_Exercise brief:_ Turn everything from the line containing "output x=181, y=84." down through the line containing "x=157, y=112", both included, into a JSON list of strings with one string per line and blank lines left out.

[Pointing and labeling rows]
--------------------
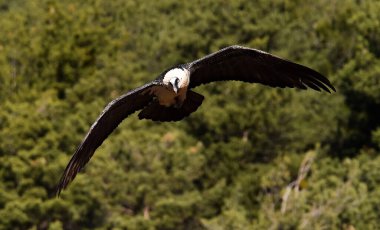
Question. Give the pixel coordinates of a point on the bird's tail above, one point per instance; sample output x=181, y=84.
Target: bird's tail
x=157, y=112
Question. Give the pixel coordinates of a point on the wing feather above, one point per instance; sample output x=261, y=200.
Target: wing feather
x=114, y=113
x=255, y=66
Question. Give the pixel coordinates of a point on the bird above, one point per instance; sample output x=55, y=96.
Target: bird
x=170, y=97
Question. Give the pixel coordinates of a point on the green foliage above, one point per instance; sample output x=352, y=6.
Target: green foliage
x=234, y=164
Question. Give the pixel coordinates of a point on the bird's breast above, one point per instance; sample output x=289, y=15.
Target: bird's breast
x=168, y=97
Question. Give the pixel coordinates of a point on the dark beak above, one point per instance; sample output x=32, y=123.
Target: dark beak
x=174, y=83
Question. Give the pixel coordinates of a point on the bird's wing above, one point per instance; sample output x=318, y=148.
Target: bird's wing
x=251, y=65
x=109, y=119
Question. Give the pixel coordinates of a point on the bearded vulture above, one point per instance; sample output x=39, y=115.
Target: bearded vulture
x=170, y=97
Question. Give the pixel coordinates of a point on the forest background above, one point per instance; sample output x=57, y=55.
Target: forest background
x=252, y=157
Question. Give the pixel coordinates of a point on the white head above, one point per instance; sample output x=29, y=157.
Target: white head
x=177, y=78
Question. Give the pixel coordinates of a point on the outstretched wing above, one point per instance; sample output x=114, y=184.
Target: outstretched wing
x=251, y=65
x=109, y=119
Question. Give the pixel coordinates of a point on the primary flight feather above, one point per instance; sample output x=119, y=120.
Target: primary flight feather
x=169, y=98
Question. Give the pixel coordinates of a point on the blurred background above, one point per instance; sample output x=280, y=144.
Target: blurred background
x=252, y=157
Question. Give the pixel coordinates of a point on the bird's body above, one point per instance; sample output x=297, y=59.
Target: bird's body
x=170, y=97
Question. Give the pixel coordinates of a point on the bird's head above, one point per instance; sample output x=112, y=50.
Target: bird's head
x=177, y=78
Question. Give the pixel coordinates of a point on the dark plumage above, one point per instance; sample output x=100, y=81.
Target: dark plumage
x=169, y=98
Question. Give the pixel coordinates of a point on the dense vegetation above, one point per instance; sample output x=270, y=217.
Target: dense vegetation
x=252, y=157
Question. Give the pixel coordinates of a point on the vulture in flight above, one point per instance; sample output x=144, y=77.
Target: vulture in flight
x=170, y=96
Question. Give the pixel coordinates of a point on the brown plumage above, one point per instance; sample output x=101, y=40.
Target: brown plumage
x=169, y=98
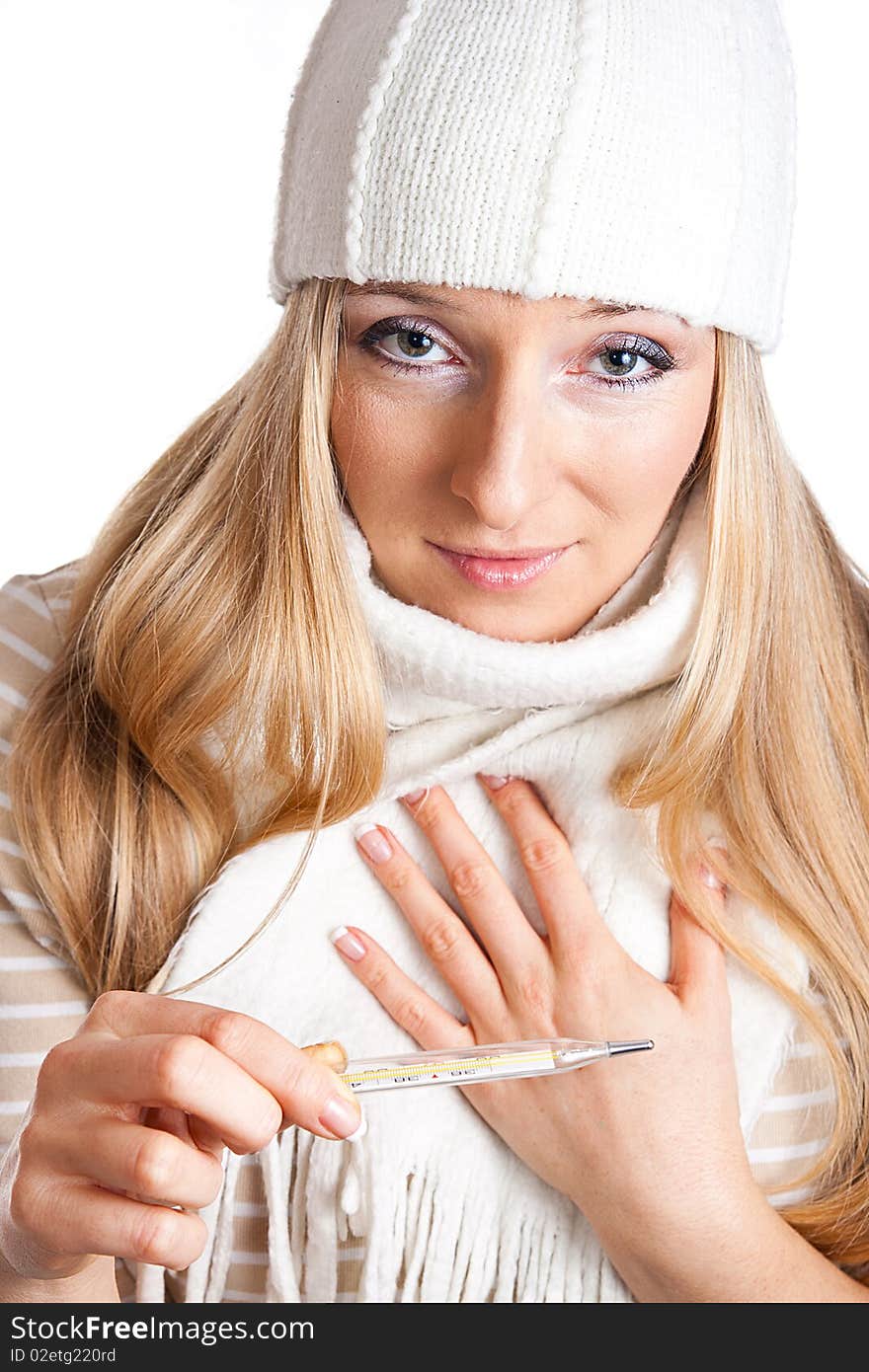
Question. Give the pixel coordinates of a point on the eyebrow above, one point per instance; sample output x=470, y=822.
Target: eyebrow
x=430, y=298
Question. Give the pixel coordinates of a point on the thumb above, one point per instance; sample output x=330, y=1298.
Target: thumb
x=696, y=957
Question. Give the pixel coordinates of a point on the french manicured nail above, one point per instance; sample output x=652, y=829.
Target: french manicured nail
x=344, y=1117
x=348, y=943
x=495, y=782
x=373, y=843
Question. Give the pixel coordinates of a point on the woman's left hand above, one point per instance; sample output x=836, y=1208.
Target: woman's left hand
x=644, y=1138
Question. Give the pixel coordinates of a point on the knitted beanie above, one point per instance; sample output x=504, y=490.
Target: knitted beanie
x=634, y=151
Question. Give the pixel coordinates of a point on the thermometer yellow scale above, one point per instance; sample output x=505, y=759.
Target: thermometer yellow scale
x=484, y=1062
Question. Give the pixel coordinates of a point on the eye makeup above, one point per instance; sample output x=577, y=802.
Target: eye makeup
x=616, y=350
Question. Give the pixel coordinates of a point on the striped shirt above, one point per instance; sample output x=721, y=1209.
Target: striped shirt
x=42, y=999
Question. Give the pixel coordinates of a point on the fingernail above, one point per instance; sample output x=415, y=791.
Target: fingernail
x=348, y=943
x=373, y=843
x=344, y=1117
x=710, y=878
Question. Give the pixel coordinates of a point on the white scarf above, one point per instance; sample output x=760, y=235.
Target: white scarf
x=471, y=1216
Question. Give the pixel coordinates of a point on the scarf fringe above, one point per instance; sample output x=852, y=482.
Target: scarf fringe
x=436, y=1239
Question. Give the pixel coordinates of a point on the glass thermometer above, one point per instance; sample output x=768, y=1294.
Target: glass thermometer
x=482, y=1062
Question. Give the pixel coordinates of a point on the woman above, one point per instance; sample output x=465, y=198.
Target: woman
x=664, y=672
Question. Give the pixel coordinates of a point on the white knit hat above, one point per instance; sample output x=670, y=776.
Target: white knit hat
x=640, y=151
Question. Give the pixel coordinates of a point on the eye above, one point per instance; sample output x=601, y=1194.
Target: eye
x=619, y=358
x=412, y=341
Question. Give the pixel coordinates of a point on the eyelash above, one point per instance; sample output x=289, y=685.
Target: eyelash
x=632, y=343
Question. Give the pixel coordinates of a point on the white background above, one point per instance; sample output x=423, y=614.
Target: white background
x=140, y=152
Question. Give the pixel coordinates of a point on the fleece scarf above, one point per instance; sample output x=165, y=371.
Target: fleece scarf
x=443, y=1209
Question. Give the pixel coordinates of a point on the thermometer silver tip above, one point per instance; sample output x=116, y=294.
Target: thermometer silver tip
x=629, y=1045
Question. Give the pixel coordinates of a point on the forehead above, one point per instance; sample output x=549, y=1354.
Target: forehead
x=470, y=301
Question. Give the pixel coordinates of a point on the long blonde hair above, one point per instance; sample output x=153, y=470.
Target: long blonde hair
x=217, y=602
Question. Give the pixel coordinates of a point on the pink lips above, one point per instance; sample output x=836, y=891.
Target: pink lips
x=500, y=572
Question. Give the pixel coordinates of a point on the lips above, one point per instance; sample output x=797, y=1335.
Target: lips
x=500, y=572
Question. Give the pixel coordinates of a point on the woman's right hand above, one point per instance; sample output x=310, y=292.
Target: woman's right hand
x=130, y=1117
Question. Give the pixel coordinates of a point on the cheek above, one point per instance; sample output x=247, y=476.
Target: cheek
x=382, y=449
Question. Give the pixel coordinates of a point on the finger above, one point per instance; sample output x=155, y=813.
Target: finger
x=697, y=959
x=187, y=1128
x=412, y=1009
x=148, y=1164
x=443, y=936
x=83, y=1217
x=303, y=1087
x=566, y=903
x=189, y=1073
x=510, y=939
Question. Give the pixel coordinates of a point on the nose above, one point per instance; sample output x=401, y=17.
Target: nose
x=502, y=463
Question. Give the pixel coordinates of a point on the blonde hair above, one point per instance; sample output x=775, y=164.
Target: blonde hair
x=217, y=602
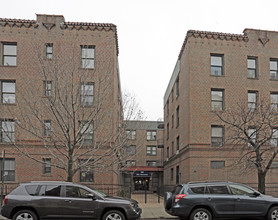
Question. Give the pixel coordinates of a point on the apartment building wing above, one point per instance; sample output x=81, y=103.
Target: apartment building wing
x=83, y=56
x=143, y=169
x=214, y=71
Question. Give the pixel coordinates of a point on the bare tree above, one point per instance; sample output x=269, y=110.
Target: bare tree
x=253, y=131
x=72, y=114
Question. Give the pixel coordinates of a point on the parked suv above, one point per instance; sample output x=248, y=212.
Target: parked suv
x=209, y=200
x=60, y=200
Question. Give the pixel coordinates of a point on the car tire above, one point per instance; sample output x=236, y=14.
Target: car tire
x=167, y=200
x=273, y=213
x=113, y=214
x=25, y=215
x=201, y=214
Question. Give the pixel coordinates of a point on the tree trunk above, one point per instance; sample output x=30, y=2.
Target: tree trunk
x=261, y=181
--------------------
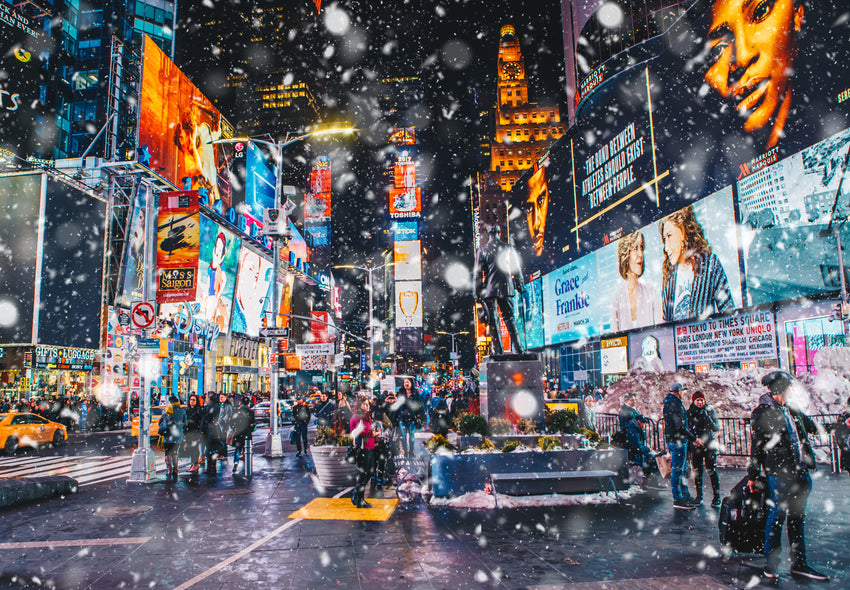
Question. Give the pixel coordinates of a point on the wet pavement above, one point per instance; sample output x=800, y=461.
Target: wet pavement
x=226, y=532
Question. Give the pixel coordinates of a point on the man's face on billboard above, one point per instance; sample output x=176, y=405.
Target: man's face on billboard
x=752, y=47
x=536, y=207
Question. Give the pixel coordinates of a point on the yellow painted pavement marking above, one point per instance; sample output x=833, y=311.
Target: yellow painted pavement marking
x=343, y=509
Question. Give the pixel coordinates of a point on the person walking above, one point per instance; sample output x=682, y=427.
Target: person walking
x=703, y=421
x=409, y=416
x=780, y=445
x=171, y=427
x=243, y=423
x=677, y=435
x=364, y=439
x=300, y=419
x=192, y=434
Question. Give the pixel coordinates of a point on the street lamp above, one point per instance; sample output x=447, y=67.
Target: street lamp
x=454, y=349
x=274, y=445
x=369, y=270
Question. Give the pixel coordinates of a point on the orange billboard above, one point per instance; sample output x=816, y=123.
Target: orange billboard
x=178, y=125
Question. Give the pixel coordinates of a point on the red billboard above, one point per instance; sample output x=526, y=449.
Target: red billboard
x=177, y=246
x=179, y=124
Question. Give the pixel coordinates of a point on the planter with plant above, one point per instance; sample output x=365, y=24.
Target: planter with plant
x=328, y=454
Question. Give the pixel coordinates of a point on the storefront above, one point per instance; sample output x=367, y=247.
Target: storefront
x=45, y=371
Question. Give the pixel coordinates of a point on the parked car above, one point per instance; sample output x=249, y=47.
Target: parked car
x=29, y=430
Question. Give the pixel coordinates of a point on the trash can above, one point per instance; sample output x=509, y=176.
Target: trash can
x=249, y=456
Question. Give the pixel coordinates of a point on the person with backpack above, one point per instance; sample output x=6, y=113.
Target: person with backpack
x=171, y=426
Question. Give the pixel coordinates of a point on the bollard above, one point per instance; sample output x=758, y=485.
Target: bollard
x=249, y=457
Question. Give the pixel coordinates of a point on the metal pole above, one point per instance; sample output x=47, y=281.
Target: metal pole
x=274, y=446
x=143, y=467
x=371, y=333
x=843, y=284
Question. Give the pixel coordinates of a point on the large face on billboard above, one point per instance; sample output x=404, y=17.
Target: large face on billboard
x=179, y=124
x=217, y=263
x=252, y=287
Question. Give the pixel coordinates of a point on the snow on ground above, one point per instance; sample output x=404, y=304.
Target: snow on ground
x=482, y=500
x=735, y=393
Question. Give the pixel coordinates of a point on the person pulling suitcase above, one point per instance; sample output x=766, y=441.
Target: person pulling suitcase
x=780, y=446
--------------------
_Complete response:_
[
  "Question. Give the pixel coordinates of a point on the bird's tail above, one point per instance; sample output x=181, y=84.",
  "Target: bird's tail",
  "x=157, y=112"
]